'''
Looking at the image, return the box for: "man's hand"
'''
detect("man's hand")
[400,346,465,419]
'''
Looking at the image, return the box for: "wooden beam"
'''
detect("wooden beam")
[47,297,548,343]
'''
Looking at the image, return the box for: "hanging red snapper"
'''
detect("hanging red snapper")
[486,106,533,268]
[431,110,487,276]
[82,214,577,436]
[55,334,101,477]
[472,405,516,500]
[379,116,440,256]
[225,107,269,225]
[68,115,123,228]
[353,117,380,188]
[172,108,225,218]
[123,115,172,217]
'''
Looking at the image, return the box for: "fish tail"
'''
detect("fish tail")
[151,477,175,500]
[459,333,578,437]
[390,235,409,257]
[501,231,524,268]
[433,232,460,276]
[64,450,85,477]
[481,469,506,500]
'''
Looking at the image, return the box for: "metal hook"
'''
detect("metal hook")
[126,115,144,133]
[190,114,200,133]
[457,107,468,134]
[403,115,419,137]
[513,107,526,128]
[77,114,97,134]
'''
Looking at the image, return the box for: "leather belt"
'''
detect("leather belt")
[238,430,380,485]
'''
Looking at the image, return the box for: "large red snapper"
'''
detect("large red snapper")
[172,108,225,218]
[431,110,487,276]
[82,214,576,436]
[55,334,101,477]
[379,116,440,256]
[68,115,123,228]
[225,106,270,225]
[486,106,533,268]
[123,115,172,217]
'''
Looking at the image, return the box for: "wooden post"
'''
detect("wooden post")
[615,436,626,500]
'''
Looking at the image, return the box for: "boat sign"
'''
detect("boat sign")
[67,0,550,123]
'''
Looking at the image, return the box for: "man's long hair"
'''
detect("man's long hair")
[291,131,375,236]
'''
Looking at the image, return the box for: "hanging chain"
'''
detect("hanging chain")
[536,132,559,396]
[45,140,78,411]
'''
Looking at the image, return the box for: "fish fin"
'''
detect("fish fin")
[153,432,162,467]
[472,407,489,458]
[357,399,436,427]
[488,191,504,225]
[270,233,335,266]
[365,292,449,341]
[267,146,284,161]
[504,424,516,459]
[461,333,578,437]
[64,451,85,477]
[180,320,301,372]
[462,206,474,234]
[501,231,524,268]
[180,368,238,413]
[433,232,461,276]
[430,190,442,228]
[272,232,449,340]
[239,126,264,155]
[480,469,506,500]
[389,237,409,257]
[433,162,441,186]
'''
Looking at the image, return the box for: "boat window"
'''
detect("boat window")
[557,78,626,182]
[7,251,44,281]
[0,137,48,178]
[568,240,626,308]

Task item. Your answer must be the records above, repeated exactly.

Answer for the task.
'''
Looking at the image, return the box for: "man's hand"
'''
detect("man's hand")
[400,346,465,419]
'''
Looking at the image, return the box for: "wooden beam"
'''
detect("wooden beam")
[47,297,548,343]
'''
Looking at the image, return the box for: "hanging red snapper"
'''
detect("hanging red snapper")
[486,106,533,268]
[431,110,487,276]
[82,214,577,436]
[55,334,101,477]
[472,405,516,500]
[379,116,440,256]
[225,107,269,225]
[68,115,123,228]
[353,117,380,188]
[172,108,225,218]
[123,115,172,217]
'''
Looking at the image, return the box for: "fish tail"
'''
detect("fish tail")
[151,477,175,500]
[459,333,578,437]
[390,235,409,257]
[501,231,524,268]
[433,232,460,276]
[64,450,85,477]
[481,469,506,500]
'''
Looking at the image, return the box for: "metal hook"
'''
detect("metal hook")
[126,115,144,133]
[190,114,200,133]
[457,107,468,134]
[403,115,419,137]
[513,107,526,128]
[77,114,97,134]
'''
Looking at the image, return the box for: "leather belt"
'''
detect("leather belt")
[238,430,380,485]
'''
Looking at the image, return the box for: "large red snapper"
'''
detect("large red snapper")
[172,108,225,218]
[431,110,487,276]
[82,214,576,436]
[55,334,101,477]
[379,116,440,256]
[68,115,123,228]
[225,106,270,225]
[486,106,533,268]
[123,115,172,217]
'''
Looking at the image, return the box for: "wooden post"
'''
detect("wooden post")
[615,436,626,500]
'''
Looking at the image, return the box for: "boat sign"
'''
detect("boat sign")
[67,0,550,123]
'''
Looking at the image, return the box for: "man's long hair"
'''
detect("man's long hair")
[291,131,375,236]
'''
Looking at the image, return the box for: "hanging chain"
'''
detect("hanging chain")
[536,132,559,396]
[45,140,78,411]
'''
Looking at the image, return the box for: "fish fin"
'''
detect("fish fin")
[153,432,162,467]
[472,407,489,458]
[357,399,436,427]
[488,191,504,225]
[270,233,335,266]
[365,292,449,341]
[267,146,284,161]
[504,424,516,459]
[461,333,578,437]
[64,451,85,477]
[180,320,301,372]
[462,206,474,234]
[501,231,524,268]
[180,368,238,413]
[433,232,461,276]
[430,190,442,228]
[272,232,449,340]
[239,126,264,155]
[480,469,506,500]
[389,237,409,257]
[433,162,441,186]
'''
Looking at the image, return the box for: "boat window"
'''
detect("boat window")
[557,78,626,182]
[7,251,44,281]
[0,137,48,178]
[568,240,626,308]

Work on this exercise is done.